WHAT YOU SHOULD DO
Copy the items from the first line up to and including the line with "point(114, 148)", swapping "strip of land" for "band of land" and leaving everything else as it is.

DATA SECTION
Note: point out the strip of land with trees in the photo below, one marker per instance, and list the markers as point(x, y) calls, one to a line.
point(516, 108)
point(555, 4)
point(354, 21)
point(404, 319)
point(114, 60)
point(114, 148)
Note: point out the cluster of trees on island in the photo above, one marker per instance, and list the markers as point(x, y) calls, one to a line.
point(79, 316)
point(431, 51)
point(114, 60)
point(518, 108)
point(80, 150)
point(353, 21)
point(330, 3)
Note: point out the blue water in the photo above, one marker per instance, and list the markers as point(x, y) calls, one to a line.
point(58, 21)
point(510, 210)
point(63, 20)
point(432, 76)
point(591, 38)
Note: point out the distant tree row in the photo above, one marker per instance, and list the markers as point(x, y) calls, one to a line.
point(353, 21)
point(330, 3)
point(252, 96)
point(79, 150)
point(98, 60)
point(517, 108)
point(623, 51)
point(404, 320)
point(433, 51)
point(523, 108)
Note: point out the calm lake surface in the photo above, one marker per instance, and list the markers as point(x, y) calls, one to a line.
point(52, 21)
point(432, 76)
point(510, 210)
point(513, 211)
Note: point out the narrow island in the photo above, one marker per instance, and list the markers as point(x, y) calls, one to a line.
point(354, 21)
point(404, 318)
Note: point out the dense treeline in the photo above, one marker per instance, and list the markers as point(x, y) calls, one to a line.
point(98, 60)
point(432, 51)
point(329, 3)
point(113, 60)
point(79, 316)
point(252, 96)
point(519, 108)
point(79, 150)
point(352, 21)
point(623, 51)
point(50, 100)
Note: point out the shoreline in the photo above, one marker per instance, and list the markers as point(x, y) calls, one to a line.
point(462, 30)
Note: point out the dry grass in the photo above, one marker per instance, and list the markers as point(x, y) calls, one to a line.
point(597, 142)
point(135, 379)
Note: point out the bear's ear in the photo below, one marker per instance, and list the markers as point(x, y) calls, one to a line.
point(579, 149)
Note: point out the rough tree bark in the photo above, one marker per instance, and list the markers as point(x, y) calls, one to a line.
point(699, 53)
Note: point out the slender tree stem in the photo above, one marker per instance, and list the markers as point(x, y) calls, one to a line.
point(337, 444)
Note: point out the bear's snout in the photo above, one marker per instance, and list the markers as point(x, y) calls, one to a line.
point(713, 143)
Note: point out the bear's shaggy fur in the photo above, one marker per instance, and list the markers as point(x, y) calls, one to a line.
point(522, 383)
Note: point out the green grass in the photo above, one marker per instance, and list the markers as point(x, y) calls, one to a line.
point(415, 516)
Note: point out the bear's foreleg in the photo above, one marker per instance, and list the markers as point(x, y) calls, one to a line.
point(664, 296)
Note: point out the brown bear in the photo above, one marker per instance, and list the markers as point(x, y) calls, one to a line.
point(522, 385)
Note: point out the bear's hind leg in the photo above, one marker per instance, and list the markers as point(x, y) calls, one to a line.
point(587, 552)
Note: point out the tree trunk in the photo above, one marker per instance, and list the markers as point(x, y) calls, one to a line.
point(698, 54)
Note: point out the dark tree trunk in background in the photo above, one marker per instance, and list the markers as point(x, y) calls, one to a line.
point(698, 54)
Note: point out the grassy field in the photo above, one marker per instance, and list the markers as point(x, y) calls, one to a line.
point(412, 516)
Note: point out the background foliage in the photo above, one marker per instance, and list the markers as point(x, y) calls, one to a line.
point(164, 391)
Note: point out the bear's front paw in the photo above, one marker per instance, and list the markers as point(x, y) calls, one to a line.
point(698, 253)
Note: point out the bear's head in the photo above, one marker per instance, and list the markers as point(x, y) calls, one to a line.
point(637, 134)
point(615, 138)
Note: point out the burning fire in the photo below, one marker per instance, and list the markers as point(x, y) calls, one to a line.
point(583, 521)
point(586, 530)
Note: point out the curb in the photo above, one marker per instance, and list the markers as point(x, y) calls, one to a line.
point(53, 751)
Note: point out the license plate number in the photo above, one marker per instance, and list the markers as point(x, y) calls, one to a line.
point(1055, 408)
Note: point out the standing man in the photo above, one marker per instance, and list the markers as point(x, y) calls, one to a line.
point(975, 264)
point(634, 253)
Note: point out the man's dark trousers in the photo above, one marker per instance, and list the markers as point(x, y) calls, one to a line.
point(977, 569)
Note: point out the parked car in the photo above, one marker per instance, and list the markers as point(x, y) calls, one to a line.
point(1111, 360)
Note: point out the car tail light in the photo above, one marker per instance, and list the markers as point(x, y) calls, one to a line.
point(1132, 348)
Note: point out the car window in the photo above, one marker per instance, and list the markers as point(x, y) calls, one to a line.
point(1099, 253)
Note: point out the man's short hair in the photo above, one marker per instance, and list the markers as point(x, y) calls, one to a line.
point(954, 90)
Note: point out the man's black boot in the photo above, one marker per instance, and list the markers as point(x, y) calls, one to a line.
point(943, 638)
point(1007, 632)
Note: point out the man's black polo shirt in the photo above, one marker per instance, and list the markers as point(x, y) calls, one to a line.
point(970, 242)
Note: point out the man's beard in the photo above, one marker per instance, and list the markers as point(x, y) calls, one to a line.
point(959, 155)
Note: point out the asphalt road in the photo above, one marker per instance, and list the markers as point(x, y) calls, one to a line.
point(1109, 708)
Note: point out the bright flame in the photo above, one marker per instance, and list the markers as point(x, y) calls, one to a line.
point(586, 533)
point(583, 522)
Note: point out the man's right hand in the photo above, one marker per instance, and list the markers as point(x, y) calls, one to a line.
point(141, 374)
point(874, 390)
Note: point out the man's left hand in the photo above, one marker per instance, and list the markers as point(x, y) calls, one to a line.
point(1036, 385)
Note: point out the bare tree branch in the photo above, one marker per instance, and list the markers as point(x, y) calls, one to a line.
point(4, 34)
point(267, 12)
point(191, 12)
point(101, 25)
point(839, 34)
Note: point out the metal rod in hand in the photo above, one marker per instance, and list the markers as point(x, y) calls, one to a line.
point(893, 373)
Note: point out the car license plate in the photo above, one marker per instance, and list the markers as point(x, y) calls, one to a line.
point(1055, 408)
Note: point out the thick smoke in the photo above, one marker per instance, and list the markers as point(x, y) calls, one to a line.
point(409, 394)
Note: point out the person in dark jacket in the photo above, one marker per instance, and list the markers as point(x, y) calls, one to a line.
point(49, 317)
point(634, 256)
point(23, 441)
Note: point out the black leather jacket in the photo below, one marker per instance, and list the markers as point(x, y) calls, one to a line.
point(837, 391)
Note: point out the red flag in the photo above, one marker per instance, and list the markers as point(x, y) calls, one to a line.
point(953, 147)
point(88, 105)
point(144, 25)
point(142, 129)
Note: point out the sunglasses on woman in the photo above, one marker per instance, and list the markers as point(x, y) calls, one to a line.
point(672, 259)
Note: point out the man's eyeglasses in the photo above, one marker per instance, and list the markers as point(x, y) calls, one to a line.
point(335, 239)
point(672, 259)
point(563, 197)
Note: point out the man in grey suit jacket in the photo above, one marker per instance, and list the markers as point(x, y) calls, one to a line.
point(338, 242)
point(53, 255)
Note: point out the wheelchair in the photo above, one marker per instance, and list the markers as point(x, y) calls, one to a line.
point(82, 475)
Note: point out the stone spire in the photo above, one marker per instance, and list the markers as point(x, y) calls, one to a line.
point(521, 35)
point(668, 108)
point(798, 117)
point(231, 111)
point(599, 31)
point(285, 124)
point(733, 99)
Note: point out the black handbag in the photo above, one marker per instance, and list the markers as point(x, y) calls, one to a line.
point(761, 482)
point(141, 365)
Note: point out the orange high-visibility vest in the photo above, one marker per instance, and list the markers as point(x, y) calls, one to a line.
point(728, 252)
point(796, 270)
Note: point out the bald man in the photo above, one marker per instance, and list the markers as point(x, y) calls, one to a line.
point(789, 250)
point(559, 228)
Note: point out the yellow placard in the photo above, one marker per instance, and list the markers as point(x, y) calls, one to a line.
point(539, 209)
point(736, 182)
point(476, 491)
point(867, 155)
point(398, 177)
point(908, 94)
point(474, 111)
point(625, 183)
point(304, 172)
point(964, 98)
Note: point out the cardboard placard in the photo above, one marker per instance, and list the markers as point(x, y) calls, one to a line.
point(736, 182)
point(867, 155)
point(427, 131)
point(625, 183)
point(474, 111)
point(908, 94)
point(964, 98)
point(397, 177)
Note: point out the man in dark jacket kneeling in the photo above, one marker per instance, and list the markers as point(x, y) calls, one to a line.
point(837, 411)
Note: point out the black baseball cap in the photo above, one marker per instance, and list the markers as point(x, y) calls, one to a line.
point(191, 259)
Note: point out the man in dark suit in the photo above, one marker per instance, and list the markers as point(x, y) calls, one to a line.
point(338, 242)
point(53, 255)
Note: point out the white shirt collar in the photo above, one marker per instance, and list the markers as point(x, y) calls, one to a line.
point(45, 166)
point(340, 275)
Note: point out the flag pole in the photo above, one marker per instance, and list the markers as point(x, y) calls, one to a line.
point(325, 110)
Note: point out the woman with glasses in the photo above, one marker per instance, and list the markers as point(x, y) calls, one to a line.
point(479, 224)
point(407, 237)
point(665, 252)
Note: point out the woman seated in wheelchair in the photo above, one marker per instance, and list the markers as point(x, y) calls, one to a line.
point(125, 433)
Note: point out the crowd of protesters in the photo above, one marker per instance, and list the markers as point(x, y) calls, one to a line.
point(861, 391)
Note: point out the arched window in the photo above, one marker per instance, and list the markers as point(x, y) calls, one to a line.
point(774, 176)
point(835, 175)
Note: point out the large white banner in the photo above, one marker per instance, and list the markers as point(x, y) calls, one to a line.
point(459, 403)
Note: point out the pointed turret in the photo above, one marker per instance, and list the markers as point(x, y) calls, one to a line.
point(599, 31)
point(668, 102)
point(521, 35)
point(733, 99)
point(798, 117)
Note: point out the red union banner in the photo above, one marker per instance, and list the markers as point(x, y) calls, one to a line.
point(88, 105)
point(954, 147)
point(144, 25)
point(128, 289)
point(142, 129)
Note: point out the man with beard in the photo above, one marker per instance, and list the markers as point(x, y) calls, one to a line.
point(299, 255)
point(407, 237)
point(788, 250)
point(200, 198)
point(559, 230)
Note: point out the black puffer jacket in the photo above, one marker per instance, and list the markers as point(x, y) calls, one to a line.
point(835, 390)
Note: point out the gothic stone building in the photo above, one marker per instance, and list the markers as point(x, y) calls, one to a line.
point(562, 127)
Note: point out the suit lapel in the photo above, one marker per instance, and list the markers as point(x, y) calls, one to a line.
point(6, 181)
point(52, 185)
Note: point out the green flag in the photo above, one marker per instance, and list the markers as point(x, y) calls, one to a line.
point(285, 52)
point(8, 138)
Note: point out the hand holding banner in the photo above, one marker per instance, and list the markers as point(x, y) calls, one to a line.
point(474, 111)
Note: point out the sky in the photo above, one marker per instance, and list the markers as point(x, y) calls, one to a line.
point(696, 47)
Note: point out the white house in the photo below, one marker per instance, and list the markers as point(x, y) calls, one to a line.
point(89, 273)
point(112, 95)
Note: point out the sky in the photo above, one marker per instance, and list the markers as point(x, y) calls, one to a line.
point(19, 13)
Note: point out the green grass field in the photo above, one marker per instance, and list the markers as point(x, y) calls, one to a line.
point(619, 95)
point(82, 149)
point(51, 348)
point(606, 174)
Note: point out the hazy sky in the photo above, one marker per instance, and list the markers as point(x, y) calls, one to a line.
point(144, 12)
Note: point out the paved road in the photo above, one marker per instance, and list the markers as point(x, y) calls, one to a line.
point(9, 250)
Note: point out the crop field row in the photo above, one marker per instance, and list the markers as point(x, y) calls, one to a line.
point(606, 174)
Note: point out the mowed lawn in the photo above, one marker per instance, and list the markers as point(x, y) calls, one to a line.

THE RESPONSE
Note: point out the band of land with trees in the photo below, one marker per instance, and list the markers as point(x, y) calls, one to a line.
point(516, 108)
point(555, 4)
point(354, 21)
point(404, 319)
point(114, 60)
point(114, 148)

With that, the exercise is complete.